Beginning with the line that contains "In this exercise you will pick out the red", extract each line through the end of the listing below, with no additions or omissions.

********************

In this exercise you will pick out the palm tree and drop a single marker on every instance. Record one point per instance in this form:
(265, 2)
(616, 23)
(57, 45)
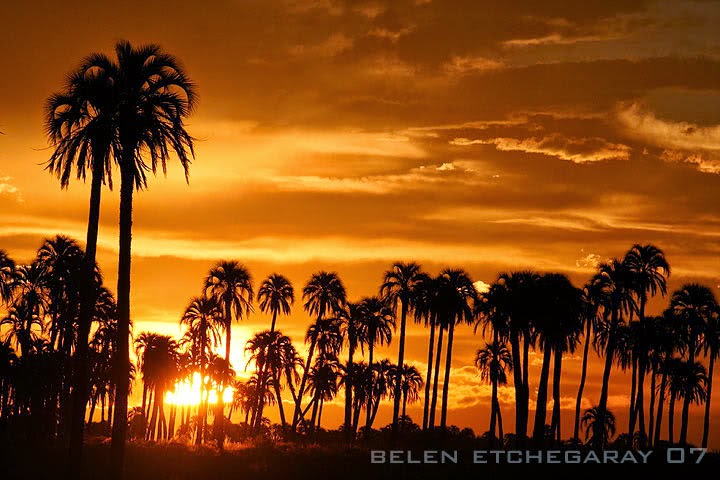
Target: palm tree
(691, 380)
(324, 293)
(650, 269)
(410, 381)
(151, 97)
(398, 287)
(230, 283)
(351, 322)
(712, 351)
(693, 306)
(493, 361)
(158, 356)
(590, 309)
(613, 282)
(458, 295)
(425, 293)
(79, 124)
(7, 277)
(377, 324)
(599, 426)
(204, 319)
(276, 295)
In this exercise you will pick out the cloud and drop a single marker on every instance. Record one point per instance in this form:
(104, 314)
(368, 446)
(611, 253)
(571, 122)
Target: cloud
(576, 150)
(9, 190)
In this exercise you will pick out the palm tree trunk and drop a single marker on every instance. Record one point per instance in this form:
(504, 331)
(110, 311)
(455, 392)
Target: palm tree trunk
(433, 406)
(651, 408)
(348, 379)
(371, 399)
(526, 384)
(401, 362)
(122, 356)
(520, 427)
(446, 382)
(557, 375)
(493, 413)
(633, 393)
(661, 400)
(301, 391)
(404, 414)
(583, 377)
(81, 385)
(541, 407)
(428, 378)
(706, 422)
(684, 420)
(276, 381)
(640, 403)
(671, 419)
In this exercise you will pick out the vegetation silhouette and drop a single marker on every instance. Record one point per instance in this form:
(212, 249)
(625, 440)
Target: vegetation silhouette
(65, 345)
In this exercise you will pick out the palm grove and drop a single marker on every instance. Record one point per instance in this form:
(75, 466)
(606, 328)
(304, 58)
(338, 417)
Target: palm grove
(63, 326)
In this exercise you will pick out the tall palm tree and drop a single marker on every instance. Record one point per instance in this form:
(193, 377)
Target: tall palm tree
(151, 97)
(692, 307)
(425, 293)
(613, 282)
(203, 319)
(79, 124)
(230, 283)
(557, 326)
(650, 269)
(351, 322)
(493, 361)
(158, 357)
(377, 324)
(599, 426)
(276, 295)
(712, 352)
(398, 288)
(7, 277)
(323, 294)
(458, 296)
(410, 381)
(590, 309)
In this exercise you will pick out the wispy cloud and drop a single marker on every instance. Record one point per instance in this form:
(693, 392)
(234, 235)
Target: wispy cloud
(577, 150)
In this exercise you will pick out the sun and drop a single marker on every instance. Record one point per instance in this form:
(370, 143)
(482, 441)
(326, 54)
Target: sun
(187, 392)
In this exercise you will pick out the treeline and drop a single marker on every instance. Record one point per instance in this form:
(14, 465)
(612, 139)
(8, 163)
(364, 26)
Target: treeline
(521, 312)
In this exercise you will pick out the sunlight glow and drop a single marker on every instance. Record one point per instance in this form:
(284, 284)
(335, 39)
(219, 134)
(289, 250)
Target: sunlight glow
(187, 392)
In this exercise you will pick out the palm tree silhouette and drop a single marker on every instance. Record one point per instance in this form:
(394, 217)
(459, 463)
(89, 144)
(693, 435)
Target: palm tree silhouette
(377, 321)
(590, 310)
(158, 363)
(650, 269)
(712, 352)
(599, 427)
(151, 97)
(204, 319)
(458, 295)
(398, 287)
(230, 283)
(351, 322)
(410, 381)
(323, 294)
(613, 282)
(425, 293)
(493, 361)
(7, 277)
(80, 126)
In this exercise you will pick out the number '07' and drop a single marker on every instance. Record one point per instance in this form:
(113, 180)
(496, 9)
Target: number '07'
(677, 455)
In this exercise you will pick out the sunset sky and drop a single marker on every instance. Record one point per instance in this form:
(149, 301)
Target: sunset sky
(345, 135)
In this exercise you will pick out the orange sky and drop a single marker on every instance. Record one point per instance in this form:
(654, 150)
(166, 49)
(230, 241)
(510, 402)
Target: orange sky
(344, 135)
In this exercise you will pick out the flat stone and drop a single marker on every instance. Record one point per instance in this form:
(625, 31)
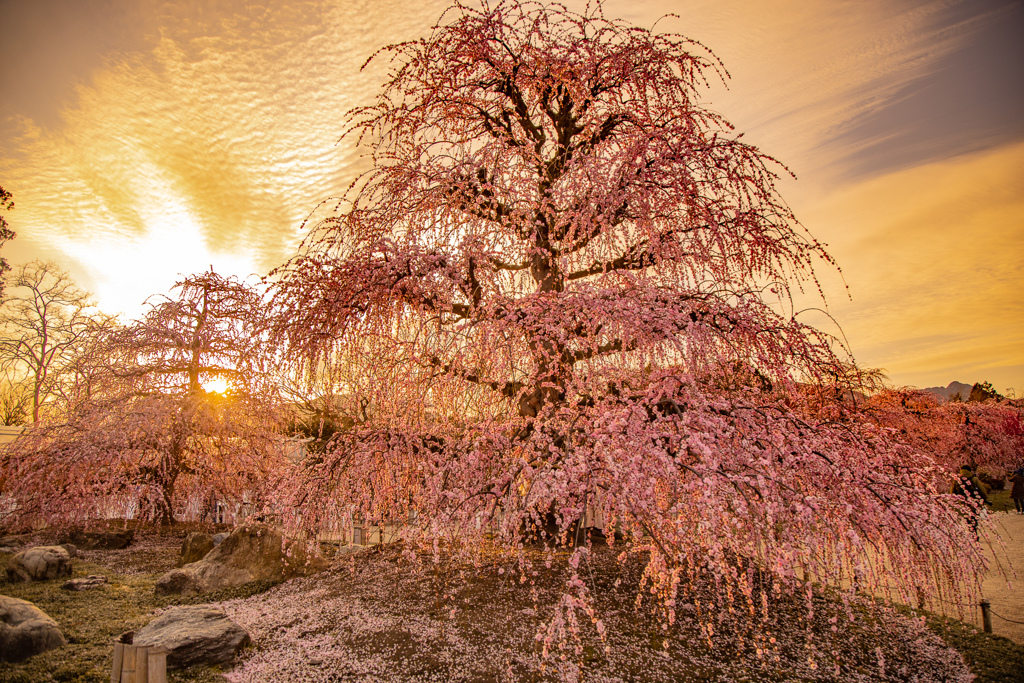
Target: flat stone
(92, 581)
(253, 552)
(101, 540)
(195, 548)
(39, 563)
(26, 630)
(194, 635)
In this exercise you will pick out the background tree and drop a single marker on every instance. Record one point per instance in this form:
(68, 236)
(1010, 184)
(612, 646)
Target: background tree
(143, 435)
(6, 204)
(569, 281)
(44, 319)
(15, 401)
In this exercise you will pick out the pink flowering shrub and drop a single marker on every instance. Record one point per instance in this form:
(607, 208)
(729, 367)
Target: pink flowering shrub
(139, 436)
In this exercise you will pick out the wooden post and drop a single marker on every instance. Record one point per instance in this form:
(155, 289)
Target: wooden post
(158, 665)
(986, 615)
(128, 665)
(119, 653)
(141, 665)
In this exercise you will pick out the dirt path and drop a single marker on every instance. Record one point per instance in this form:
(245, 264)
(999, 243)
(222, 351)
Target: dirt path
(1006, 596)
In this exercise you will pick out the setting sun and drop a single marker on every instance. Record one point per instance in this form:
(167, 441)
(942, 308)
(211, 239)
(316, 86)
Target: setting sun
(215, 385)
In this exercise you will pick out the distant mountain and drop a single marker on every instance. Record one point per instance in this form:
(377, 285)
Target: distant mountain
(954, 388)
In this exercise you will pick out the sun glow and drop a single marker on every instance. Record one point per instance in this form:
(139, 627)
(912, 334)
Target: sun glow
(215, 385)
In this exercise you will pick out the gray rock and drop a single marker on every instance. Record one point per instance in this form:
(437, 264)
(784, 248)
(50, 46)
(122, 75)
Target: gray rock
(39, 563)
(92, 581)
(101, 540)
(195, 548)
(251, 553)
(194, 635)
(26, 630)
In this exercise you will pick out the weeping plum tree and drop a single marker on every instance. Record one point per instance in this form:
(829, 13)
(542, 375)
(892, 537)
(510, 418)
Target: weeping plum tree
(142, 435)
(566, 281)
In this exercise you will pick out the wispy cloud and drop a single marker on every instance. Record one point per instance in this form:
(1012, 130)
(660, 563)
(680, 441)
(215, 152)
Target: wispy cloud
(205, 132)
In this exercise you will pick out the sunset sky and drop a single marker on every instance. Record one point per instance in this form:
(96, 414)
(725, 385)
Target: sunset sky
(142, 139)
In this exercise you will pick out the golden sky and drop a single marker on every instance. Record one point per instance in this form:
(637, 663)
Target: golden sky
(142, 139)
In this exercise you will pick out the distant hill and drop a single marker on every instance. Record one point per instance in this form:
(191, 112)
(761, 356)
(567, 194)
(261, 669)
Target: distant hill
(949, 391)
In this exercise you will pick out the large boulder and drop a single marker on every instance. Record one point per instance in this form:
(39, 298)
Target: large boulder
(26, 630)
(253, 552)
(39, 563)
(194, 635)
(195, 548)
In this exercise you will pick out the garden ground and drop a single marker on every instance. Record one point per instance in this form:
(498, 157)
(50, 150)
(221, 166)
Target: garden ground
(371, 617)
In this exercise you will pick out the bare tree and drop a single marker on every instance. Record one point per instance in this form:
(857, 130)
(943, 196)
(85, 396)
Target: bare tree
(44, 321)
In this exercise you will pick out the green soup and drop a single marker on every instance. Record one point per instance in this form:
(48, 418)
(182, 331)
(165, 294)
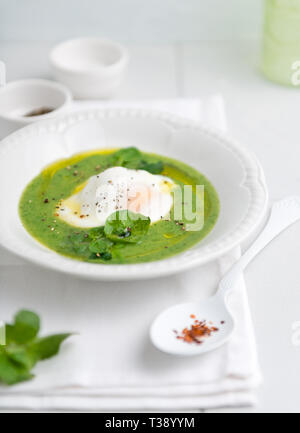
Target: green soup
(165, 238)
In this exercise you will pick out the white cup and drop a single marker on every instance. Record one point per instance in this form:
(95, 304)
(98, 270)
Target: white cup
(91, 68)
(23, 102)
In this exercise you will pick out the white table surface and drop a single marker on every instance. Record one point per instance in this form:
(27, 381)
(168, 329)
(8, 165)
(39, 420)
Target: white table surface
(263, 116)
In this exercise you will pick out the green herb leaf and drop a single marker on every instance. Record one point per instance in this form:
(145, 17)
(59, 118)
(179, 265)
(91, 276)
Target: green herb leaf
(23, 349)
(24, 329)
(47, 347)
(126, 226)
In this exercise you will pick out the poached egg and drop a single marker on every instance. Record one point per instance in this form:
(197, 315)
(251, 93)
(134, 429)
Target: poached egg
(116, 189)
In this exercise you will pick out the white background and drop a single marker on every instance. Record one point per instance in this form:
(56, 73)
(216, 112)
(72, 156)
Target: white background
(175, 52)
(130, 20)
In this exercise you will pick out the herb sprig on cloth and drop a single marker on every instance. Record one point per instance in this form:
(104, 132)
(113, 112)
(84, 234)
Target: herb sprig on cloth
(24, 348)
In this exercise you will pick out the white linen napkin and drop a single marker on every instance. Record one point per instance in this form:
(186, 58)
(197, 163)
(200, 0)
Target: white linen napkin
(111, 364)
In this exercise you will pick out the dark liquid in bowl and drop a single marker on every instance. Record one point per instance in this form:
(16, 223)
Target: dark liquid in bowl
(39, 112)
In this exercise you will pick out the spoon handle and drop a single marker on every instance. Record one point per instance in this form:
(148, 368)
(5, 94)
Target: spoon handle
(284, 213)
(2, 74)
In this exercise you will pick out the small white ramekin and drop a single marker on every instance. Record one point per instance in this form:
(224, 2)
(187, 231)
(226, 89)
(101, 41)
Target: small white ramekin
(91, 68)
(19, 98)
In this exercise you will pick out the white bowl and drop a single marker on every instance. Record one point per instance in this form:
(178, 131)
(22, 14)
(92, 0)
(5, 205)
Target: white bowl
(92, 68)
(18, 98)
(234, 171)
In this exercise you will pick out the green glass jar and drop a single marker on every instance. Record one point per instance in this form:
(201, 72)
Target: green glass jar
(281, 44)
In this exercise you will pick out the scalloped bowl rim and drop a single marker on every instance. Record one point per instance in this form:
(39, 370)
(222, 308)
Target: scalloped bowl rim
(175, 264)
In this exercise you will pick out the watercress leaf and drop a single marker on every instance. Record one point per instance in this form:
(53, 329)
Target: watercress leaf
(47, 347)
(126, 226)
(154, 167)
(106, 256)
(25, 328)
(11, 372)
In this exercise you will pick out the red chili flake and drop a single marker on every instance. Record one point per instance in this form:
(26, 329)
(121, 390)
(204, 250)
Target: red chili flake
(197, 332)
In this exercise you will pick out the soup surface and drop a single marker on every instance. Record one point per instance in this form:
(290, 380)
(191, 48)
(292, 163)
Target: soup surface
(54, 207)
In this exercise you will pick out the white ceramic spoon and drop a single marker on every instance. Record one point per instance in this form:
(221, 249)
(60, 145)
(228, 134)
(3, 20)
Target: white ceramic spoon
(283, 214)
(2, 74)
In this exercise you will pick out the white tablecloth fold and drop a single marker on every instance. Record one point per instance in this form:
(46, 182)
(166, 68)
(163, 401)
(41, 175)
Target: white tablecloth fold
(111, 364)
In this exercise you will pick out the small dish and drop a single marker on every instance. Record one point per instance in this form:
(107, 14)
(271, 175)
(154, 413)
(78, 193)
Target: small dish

********************

*Task output:*
In this exercise you will pick out the red chili flake and drop a single marker on every instance. Record one point per instance in this form:
(26, 329)
(121, 390)
(204, 250)
Target: red chili flake
(197, 332)
In this exercise you will pick out the soup surface and drop a single marker on every instance. Record one point per instance in this form:
(290, 380)
(191, 48)
(292, 163)
Target: soup surface
(54, 207)
In this exercise you will pick out the white ceramic spoon and drop a single marker on every instance. Record one point per instance in this form:
(221, 249)
(60, 145)
(228, 134)
(3, 20)
Target: white ceramic spoon
(283, 214)
(2, 74)
In this exercise you will pick out the white tablecloth fold and drop a single marker on every instance. Record one point per instance in this form:
(46, 182)
(166, 68)
(163, 401)
(41, 175)
Target: white tablecloth fold
(111, 364)
In this exercise you will pick out the small dish and drop a single marker on every instance. Record one point per instance in this form:
(107, 14)
(271, 175)
(154, 413)
(78, 193)
Target: small dish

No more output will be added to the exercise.